Según la información:
A. Transcribe del texto sobre Angelópolis el fragmento que comienza con "Mariano Piña Olaya, ex" y continúa hasta "Feria del Nopal.".
B. Enumera todas las personas a las que el texto sobre Angelópolis se refiere por su nombre.

Todo esto sucedió en los noventa, mientras la administración de la ciudad de Puebla miraba hacia los terrenos de cultivo de la zona y se frotaba las manos con anticipación. Un día, sin más, se acercaron representantes del gobierno a los ejidatarios. Les dijeron que les iban a expropiar los terrenos porque toda esa zona, lo que ahora conocemos como Angelópolis, se iba a convertir en una reserva ecológica.

—Sí conoces ahí por la estrella de Puebla, ¿no? Ah… pues ahí era el terreno de mi abuelito. Ahí, todo eso hasta donde está el restaurante Sanborns. El terreno del centro comercial que está enfrente era de mi tío Pedro… Todo eso eran nuestros terrenos. Se los expropiaron a cinco pesos el metro. En ese tiempo habrán sido 50 mil pesos.

Mariano Piña Olaya, ex gobernador de Puebla, expropió la zona que ahora conocemos como Angelópolis y después vendió los terrenos más caros, en dólares. El maestro Chiquito cuenta que buscaron llamar la atención de la gente, demostrarles que esos terrenos expropiados eran productivos. Pusieron una exposición en el zócalo de Puebla, llevaban sus cosechas para que la gente los ayudara. Pero no pudieron contra el monstruo que los acechaba. Se dedicaron a separarlos uno por uno. Los fueron enemistando, les vendieron la idea de que era una buena acción dejar esas tierras para un centro ecológico. La realidad ya la conocemos todos: Angelópolis es una zona comercial de lujo, mientras que la lucha del maestro Chiquito se convirtió en lo que ahora conocemos como la Feria del Nopal.

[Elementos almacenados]
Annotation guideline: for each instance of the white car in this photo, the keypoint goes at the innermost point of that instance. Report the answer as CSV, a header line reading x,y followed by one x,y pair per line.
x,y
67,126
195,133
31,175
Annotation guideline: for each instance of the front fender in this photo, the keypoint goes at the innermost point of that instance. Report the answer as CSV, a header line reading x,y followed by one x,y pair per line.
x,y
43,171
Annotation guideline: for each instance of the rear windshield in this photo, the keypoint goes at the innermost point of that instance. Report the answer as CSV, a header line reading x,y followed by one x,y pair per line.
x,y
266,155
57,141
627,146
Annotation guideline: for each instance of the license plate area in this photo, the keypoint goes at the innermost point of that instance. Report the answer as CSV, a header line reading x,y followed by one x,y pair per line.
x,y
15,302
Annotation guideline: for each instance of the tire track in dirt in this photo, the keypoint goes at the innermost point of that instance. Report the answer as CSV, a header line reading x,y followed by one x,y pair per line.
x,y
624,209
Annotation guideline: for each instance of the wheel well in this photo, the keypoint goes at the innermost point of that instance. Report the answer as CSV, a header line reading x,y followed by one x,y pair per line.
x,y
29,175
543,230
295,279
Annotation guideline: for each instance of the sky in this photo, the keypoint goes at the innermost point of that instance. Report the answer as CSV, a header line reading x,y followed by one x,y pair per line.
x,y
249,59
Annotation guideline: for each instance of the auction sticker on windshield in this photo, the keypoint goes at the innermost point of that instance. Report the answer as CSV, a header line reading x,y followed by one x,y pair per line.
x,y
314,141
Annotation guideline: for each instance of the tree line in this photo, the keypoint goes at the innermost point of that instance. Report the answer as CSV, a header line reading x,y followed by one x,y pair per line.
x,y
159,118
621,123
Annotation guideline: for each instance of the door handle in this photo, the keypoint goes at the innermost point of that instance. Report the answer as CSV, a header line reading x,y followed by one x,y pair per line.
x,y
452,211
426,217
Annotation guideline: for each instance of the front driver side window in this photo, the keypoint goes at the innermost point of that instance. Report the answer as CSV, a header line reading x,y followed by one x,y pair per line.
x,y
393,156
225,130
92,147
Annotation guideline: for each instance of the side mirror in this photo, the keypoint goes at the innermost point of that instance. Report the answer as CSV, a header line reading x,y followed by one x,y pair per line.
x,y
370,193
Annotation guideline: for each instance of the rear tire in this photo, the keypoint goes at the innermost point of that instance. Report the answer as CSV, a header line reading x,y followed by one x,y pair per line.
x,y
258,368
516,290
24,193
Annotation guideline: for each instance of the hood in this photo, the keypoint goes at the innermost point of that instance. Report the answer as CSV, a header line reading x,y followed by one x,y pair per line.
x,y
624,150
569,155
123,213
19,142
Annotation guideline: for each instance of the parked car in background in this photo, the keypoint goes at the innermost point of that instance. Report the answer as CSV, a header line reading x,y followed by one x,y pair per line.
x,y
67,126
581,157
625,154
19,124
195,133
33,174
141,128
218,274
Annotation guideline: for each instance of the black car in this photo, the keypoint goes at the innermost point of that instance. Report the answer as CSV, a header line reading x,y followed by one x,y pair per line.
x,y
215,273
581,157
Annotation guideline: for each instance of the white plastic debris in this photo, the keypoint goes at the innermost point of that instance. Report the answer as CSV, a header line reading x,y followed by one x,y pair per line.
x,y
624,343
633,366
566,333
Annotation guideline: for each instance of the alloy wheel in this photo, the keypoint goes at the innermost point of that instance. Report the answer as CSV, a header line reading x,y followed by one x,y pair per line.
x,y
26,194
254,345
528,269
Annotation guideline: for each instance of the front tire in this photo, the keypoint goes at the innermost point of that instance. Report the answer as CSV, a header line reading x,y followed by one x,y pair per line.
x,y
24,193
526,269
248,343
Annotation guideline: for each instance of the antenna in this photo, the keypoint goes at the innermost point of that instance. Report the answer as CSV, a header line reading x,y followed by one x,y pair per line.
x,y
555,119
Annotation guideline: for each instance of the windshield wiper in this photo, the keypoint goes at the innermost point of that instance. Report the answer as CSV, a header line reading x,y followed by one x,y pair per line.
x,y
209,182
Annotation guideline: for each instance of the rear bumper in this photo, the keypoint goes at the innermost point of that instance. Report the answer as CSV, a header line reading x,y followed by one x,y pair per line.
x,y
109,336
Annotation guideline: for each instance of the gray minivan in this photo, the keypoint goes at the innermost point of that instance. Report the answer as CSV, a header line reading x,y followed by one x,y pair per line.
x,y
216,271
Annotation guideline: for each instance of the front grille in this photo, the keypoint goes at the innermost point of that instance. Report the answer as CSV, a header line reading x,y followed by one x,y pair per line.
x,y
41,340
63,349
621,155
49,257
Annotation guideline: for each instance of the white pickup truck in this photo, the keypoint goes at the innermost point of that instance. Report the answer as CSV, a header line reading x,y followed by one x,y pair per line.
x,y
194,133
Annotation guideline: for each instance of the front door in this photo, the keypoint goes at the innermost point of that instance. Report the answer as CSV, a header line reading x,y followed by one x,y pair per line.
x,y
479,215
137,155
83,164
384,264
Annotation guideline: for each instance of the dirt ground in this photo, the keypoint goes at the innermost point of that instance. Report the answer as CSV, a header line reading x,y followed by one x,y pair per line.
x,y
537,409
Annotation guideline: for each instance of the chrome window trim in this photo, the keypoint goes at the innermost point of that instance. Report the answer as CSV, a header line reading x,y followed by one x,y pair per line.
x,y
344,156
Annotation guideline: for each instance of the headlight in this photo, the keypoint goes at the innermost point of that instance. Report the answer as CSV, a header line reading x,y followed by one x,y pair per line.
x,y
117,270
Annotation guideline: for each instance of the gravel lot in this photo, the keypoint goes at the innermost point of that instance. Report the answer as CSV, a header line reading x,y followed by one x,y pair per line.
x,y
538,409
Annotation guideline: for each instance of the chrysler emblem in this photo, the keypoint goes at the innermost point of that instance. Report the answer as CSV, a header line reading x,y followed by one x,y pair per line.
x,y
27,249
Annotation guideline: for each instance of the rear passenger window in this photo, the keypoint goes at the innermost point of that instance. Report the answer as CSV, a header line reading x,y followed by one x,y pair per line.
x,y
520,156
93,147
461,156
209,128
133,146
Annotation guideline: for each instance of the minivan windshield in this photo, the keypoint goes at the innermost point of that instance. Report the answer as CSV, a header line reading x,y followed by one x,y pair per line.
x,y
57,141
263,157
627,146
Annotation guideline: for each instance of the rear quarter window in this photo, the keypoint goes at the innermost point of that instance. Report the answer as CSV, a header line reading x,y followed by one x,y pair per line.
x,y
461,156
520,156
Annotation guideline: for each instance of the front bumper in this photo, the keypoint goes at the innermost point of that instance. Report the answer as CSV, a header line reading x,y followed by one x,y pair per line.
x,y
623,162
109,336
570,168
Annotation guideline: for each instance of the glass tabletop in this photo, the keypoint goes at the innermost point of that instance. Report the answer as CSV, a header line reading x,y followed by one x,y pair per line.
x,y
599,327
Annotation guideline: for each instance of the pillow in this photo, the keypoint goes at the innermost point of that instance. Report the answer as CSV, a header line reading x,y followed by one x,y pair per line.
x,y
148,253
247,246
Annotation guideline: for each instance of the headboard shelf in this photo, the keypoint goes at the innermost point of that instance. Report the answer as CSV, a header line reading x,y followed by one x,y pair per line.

Respuestas por número:
A.
Mariano Piña Olaya, ex gobernador de Puebla, expropió la zona que ahora conocemos como Angelópolis y después vendió los terrenos más caros, en dólares. El maestro Chiquito cuenta que buscaron llamar la atención de la gente, demostrarles que esos terrenos expropiados eran productivos. Pusieron una exposición en el zócalo de Puebla, llevaban sus cosechas para que la gente los ayudara. Pero no pudieron contra el monstruo que los acechaba. Se dedicaron a separarlos uno por uno. Los fueron enemistando, les vendieron la idea de que era una buena acción dejar esas tierras para un centro ecológico. La realidad ya la conocemos todos: Angelópolis es una zona comercial de lujo, mientras que la lucha del maestro Chiquito se convirtió en lo que ahora conocemos como la Feria del Nopal.

B.
- Pedro (el tío)
- Mariano Piña Olaya
- el maestro Chiquito